What you will do:
Rewrite everything in the review of Rain from "Rain is a game" down to "-- video games.", changing every "invisible" to "unseen".

Rain is a game where an invisible boy is chasing after an invisible girl while both are perused in the rain by invisible horrors, any of which can only be seen when in the torrential rain. Perhaps part of my disappointment for rain can be attributed to the fact that I accidentally purchased it last month before it was available for download from the PSN and eagerly waited for the first of the month so that I could play it. I find that high levels of anticipation have a tendency to modify the opinion of something, and I would personally cite the Stargate movie as one in which I had no expectations at all when going to see it and was so blown away that I now proudly still have all seasons of all shows on DVD despite being able to watch any and all of them instantly via Netflix. But I digress, because -- video games.

Source data:
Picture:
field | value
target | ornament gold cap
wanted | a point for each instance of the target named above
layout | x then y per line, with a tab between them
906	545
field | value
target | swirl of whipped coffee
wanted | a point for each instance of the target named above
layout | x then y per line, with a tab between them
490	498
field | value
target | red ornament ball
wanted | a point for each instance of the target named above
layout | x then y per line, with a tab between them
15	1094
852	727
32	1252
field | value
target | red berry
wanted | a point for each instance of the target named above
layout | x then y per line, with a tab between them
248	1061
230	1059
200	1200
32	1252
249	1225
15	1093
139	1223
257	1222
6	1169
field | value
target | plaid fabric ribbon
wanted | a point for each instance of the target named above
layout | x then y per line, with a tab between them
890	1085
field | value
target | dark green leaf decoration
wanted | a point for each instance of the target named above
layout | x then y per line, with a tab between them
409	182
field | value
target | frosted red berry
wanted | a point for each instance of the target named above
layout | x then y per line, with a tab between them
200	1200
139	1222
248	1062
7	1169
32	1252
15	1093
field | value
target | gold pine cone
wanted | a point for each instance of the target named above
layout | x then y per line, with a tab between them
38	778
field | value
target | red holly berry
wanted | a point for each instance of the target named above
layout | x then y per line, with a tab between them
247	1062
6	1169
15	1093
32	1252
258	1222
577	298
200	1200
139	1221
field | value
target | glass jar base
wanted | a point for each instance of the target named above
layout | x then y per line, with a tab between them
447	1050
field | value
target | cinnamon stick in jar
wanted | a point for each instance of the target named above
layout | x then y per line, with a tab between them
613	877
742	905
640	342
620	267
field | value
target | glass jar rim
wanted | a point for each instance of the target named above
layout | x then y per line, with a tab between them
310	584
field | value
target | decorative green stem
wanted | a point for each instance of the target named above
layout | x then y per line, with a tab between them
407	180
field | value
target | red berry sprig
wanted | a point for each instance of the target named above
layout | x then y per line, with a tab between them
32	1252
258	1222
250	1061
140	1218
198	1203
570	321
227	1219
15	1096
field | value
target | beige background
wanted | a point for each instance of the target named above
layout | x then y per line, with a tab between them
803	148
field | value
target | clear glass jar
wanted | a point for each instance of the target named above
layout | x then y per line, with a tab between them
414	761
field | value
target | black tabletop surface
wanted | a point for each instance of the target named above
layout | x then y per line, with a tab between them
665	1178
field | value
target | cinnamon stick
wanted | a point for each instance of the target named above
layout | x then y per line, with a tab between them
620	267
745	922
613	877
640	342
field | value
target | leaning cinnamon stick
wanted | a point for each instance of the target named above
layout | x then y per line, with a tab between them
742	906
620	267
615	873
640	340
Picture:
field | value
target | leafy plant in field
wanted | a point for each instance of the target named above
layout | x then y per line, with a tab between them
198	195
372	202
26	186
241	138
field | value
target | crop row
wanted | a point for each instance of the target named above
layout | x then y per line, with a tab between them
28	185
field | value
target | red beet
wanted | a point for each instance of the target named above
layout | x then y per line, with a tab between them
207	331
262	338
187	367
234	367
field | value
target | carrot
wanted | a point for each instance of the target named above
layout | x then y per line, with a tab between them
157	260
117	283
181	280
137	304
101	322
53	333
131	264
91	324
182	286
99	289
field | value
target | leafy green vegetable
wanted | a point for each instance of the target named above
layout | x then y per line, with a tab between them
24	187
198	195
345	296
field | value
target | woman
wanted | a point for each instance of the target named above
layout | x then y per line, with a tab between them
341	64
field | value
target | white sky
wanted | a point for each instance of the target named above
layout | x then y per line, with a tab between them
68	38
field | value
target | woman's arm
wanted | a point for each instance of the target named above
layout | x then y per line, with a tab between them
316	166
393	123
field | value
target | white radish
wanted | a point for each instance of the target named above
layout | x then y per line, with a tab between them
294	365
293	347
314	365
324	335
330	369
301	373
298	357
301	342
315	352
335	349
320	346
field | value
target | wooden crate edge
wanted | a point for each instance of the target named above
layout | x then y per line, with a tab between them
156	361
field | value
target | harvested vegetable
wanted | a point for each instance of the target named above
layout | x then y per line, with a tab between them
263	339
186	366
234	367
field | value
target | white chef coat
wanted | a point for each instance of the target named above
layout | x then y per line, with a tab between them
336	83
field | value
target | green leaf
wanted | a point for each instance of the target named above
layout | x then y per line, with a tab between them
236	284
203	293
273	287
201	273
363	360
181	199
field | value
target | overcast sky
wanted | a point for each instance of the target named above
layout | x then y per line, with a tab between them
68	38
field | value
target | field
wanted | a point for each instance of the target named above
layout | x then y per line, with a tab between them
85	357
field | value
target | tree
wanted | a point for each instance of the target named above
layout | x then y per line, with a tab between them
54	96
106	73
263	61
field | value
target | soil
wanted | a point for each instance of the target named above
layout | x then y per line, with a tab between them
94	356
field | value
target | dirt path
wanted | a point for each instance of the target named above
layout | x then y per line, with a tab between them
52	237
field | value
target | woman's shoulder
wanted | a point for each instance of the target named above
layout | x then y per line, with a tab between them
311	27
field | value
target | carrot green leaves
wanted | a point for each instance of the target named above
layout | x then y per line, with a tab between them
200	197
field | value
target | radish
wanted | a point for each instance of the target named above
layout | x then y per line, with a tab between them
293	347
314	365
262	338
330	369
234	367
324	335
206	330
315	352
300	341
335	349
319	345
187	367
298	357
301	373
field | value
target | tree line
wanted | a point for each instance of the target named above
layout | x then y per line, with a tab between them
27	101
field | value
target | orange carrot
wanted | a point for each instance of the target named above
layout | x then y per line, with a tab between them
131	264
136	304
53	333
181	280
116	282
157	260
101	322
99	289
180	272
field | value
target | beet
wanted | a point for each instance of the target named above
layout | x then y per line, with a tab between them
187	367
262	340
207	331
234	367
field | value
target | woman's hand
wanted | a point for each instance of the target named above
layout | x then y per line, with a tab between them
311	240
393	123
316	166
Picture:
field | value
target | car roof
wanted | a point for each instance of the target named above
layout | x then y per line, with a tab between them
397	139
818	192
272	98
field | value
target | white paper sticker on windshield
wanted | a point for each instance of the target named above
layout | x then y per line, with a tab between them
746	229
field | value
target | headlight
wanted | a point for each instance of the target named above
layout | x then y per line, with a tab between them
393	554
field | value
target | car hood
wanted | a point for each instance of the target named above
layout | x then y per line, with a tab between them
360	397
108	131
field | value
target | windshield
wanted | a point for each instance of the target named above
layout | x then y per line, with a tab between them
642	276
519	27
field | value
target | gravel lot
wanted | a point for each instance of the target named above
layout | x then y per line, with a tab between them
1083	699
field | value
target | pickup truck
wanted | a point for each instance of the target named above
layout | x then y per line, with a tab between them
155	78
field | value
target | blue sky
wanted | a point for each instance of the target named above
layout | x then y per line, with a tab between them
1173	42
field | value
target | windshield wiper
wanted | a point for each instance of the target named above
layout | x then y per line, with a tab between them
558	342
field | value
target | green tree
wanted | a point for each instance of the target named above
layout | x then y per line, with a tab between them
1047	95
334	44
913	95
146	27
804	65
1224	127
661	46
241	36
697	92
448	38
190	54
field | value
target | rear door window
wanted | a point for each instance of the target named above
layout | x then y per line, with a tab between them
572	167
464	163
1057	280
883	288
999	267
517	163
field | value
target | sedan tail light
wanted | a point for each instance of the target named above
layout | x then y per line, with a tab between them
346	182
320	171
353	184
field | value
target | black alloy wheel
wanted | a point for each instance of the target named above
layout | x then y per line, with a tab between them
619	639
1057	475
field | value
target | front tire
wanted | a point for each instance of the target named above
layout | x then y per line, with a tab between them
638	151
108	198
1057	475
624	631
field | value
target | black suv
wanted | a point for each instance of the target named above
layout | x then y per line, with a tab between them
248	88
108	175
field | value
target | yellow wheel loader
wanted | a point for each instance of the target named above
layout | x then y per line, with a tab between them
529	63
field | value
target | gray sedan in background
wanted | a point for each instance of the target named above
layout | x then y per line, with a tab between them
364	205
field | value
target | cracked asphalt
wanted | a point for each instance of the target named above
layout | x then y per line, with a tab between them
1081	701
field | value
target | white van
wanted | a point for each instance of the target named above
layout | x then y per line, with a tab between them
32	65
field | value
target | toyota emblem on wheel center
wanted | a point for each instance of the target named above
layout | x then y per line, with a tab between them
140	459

Answer area:
Rain is a game where an unseen boy is chasing after an unseen girl while both are perused in the rain by unseen horrors, any of which can only be seen when in the torrential rain. Perhaps part of my disappointment for rain can be attributed to the fact that I accidentally purchased it last month before it was available for download from the PSN and eagerly waited for the first of the month so that I could play it. I find that high levels of anticipation have a tendency to modify the opinion of something, and I would personally cite the Stargate movie as one in which I had no expectations at all when going to see it and was so blown away that I now proudly still have all seasons of all shows on DVD despite being able to watch any and all of them instantly via Netflix. But I digress, because -- video games.